PROMPT →
Word for word, output the data that follows.

EXERCISE MATERIALS →
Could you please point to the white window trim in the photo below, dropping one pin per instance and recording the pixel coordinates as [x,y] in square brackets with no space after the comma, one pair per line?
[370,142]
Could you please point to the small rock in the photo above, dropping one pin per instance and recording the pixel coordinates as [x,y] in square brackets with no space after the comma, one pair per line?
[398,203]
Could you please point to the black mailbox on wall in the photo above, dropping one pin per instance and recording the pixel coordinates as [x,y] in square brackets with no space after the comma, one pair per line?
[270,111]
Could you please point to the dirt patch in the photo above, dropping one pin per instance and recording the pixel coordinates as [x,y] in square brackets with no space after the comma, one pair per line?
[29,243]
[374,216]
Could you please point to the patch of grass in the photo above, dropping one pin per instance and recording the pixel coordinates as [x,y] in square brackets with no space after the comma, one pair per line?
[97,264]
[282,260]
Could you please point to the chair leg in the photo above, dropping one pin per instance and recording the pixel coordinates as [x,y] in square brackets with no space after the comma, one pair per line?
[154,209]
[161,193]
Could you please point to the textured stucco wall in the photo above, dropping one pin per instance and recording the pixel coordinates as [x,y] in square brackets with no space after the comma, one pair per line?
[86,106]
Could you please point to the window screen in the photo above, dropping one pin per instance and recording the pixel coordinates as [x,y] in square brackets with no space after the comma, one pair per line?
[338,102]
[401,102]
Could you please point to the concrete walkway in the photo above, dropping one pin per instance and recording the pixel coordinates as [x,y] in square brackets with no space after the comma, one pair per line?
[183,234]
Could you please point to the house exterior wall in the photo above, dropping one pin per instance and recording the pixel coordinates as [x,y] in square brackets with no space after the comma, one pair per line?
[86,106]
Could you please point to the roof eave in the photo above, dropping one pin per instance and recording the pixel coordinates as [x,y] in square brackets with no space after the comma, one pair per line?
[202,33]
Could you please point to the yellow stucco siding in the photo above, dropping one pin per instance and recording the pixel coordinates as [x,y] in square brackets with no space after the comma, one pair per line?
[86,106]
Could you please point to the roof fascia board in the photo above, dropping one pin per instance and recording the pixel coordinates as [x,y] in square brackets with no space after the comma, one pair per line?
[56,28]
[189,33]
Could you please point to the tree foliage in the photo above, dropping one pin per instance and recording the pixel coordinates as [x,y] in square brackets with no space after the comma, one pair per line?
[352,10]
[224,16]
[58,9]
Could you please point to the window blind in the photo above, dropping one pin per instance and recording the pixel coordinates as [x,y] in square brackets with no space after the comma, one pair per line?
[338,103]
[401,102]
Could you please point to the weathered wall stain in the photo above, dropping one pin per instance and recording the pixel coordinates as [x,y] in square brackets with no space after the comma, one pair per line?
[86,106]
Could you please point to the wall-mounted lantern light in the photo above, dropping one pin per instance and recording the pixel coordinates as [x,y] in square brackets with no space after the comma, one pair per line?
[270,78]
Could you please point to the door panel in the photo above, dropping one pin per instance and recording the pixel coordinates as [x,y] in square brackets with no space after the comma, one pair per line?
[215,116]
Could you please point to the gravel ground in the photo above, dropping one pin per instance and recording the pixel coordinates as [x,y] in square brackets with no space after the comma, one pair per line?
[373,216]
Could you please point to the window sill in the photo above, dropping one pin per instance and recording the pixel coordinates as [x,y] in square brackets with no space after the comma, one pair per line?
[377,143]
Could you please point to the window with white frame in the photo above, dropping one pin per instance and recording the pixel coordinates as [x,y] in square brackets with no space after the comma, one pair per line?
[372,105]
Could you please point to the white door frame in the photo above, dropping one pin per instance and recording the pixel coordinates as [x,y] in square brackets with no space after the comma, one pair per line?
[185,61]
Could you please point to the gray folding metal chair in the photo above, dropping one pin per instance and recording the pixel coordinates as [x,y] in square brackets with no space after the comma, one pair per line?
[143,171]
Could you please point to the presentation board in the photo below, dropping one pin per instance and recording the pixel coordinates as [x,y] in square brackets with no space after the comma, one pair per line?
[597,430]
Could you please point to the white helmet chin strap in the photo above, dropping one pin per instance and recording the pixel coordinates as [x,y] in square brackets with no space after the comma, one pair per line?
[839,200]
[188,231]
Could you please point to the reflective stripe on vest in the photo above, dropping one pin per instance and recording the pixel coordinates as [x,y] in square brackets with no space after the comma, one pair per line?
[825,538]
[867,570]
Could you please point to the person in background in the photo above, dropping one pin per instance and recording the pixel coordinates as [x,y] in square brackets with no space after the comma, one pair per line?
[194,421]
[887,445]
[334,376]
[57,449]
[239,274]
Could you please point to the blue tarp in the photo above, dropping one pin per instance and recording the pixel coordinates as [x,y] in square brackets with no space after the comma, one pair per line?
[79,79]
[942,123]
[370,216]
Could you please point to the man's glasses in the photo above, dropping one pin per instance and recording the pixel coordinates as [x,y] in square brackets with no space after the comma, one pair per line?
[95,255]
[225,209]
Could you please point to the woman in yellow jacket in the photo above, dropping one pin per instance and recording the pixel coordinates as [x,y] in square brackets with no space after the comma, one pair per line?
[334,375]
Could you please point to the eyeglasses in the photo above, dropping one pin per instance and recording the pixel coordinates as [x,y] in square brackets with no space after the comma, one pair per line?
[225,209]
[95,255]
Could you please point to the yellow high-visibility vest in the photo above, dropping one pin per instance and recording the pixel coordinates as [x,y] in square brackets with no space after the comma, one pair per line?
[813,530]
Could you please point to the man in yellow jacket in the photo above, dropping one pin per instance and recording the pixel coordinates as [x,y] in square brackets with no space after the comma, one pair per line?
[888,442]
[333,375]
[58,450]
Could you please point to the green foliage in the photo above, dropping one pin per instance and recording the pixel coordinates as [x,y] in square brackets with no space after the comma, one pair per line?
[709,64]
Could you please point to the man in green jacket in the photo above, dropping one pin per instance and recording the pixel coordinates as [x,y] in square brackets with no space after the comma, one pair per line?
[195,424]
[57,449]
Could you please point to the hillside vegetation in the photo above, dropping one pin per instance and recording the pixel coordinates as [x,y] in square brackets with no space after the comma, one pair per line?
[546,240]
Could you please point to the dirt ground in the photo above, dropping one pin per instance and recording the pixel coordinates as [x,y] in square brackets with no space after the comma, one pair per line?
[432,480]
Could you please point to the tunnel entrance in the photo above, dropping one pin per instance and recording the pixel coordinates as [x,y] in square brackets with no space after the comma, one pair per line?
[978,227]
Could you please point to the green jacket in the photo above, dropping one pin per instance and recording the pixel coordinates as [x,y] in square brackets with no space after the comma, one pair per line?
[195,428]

RESPONSE TO THE EXERCISE →
Could you please point to the white window trim in the photo below, dropping one pin per instance and recording the pixel coordinates as [x,y] in square brackets with no space after the comma, one pair per line?
[370,142]
Could you please point to the small rock in the photo above, dropping one pin per instance and recording the pixel coordinates as [x,y] in square brackets with no space after the comma, one pair per line?
[398,203]
Could you please point to the black mailbox on wall in the photo above, dropping one pin per instance and recording the pixel coordinates as [x,y] in square brackets with no space after the comma, one pair per line?
[270,111]
Could you please point to the dirt patch in the photo above, dropping one pin per instance and recording the pixel coordinates as [x,y] in square brackets with no space after the comma, one pair per line?
[29,243]
[374,216]
Could you please point to the patch of grass in the photo above, dropping one pin per instance and recording the pixel coordinates as [x,y] in square brackets with no space after the comma, one pair per line?
[97,264]
[282,260]
Could you please point to the chair leg in the photo above, dropping one pin per instance and recording the pixel coordinates as [x,y] in square brackets with no space after the comma, one pair per line?
[154,209]
[161,193]
Could you please point to the textured stucco wall in the photo above, dropping one pin per instance and recording the pixel coordinates as [x,y] in square brackets with no space after the comma, one pair per line?
[86,106]
Could you please point to the window screen in the photo above, dropping one pin per instance and recording the pixel coordinates as [x,y] in square brackets with no space after the comma, one pair per line?
[338,102]
[401,102]
Could you please point to the concrete walkway in the photo above, dropping one pin per instance and recording the pixel coordinates as [x,y] in square brackets with no space after the comma, one pair per line?
[183,234]
Could you please point to the house exterior wall in the photo above, dropping one pin per instance and recording the pixel coordinates as [x,y] in square brackets with no space after the comma, one pair per line?
[86,106]
Could you please point to the roof eave in the photo above, dropping one pin per instance and recording the pixel coordinates as [x,y] in square brackets with no space after the comma, one pair per line?
[202,33]
Could you please point to the yellow stucco siding in the photo above, dropping one pin per instance and recording the pixel coordinates as [x,y] in square brackets with no space after the comma, one pair per line?
[86,106]
Could you please point to the roof fascia board in the photo above, dropping one pin per instance and recording the pixel coordinates as [x,y] in square brackets with no space after the comma, one pair per line?
[56,28]
[189,33]
Could you please point to the tree foliage in the photo above, dropping one pin per instance and recording the pixel coordinates as [x,y] in square brackets with no space after the comma, one pair per line?
[352,10]
[224,16]
[58,9]
Could you please point to the window blind in the photo above, dropping one pin per instance and recording the pixel coordinates as [x,y] in square brackets with no space after the comma, one pair per line?
[338,103]
[401,102]
Could you please point to the weathered wall stain in the photo above, dropping one pin per instance and recording the pixel coordinates as [x,y] in square brackets with no space after the comma, one pair per line?
[86,106]
Could you please point to the wall-mounted lantern light in the photo above, dropping one pin per instance and recording the pixel coordinates as [x,y] in square brackets with no space after the comma, one pair per line?
[270,78]
Could you please point to the door panel in the photo above, dropping one pin per instance and recording the pixel coordinates as [x,y] in square brackets with no space after the comma, one pair per line?
[215,116]
Could you please point to the gravel ground in the photo above, dropping one pin per instance and recording the pixel coordinates as [x,y] in square brackets with no space after the comma, one pair per line?
[373,216]
Could you please point to the window sill in the photo above, dropping one pin per instance and recording the pixel coordinates as [x,y] in square brackets with no space after the comma, one pair per line?
[377,143]
Could you please point to the window with white frame in the photo above, dropping one pin per instance and recording the pixel coordinates as [x,y] in square brackets with no space after the comma, one pair per line?
[372,105]
Could you please point to the white door frame in the photo above, dropping one pin per instance and recording the pixel coordinates as [x,y] in square brackets with no space after the comma, one pair per line?
[185,61]
Could you please point to the gray folding metal chair in the photo above, dropping one pin per instance and recording the pixel coordinates as [x,y] in square brackets with no space after the comma, one pair per line?
[143,171]
Could you please point to the presentation board in the photo below, dropping one pin per instance and recording the pixel coordinates as [x,y] in square brackets with no space after the comma, one pair per line?
[597,430]
Could you please point to the white helmet chin strap in the photo above, dropping one pin per instance and recording the pixel coordinates as [x,y] in square brackets with no space after the comma, one pair per line?
[839,200]
[188,231]
Could you please point to the reflective stripe on vest in the photo above, dropping one pin per instance and recording the pixel coordinates as [x,y] in square brackets with no space after the comma, one pair per line?
[825,538]
[867,570]
Could you please point to the person in background in the photo above, dropping one pin per instance and recording the pixel coordinates as [x,y] in square brackets with no space after the comma, one pair per line?
[194,421]
[887,445]
[334,376]
[57,449]
[239,274]
Could you please point to the blue tarp in the photo above, dropping one pin per instance and recording the pixel coordinates as [x,y] in square brackets with no space after the comma, one pair per line?
[79,79]
[942,123]
[370,216]
Could you please point to the man's glasses in the photo above, dropping one pin per instance and recording the pixel coordinates as [x,y] in square brackets with no space after the comma, one pair per line?
[95,255]
[225,209]
Could you please point to the woman in yellow jacket in the photo above, dropping one pin per instance and recording the pixel coordinates as [x,y] in square brackets with no space after the comma, one pair per line?
[334,375]
Could you please point to the eyeglasses in the photo above, dropping one pin per instance and recording the pixel coordinates as [x,y] in square brackets with no space after the comma, one pair per line?
[225,209]
[95,255]
Could you please point to the yellow high-visibility vest in the photo above, dropping one pin per instance and recording the pixel coordinates as [x,y] in square brackets with no space after the comma, one pair per line?
[813,530]
Could you please point to the man in yellow jacket in the photo above, dropping one pin per instance and recording the pixel coordinates as [x,y] in square brackets with no space after the comma, one pair per line?
[888,442]
[333,375]
[58,450]
Could you please point to the green foliage in the photo above, dropping one pin per instance and recording the pixel coordinates as [x,y] in square brackets with no space after the comma, one pair per line?
[709,64]
Could you please point to the man in green jacket in the photo above, dropping one pin per instance and recording the pixel coordinates as [x,y] in square brackets with no space after the comma, one pair per line?
[195,424]
[57,449]
Could you please point to the hillside vegetation in the photo above, dropping one pin per instance and recording the pixel coordinates as [x,y] in square brackets with no space after the comma, one pair per line?
[546,240]
Could you please point to the dirt ground in the photo above, dropping one pin per instance and recording the pixel coordinates as [x,y] in square brackets with no space after the comma, one pair per line?
[432,480]
Could you please point to the tunnel entrance in the photo above, dropping one pin per instance and recording the pixel coordinates as [x,y] in square brackets with no space after the comma, one pair per line?
[978,227]
Could you please point to the green jacket in the photo above, dropping one pin per instance and recording the pixel coordinates as [x,y] in square brackets with no space after the comma, one pair per line?
[195,428]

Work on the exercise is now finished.